EXTRACT:
-- begin --
It is probably clear that the false and contemptible statements ideas in Caelan MacTavish’s Oct. 18 column, and the Daily Vanguard’s decision to publish his piece, are protected by the first amendment [“A city divided,” Oct. 18.]. Because the Bill of Rights established that “Congress shall make no law … abridging the freedom of speech,” MacTavish’s offensive words are legal – and, most agree, they should be.
What might be less clear is whether the legal right to “free speech” requires a newspaper to publish every idea. Is it reasonable for a decent newspaper to publish a column blaming “the Jews” for historic anti-Semitism and the mass murder of innocents in the Holocaust? Is it ethical for a reputable newspaper to carry a piece arguing that some inherent African American trait is to blame for that group’s mistreatment over the years? In other words, should a newspaper be a vehicle for bigotry, or should editors take an ethical stand against publishing reckless hate speech?
Consider this: The KKK is legally permitted to march in public squares.
-- end --
DATA ENTRIES:
-- begin --
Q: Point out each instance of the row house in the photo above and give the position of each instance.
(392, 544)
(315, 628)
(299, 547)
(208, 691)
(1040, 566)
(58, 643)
-- end --
TO-DO LIST:
(1) Please write out part of the free speech piece, beginning at "It is probably" and stopping after "they should be.".
(2) Resume the free speech piece after its final sentence and keep it going.
You can leave the rows aside.

EXPECTED OUTPUTS:
(1)
It is probably clear that the false and contemptible statements ideas in Caelan MacTavish’s Oct. 18 column, and the Daily Vanguard’s decision to publish his piece, are protected by the first amendment [“A city divided,” Oct. 18.]. Because the Bill of Rights established that “Congress shall make no law … abridging the freedom of speech,” MacTavish’s offensive words are legal – and, most agree, they should be.

(2)
Yet, for ethical reasons, they probably would not be welcome to demonstrate at most Portland State student groups’ meetings. Similarly, just as legal but hateful groups need not be welcomed by the public, legal but hateful speech need not be disseminated by a newspaper.
Indeed, there is a line that most decent publications will not cross.
The letters editor at the New York Times summarized it well when he explained that the newspaper is “eager to print all points of view – liberal, conservative and anything in between,” but that the views must be “expressed according to the rules of civil discourse” and “within the bounds of good taste.”
Other editors agree. After the Tucson Citizen published an offensive letter, the editor and publisher apologized for the newspaper’s “serious error in judgment,” and said of the letter: “We should not have printed it. We are sorry that we did. … [W]e in the media should strive to encourage as much free expression as we can. This week, however, I saw a limit to that, and the Citizen went beyond the limit.” Referring to a racially charged comic strip published in the University of Illinois Daily Illini and that newspaper’s subsequent apology, a staff editorial at the Indiana University’s Daily Student observed that the cartoon was “hate speech and never should have been considered for publication. … College newspapers are an open space for students to practice journalism, but professional rules and ethics must be followed.”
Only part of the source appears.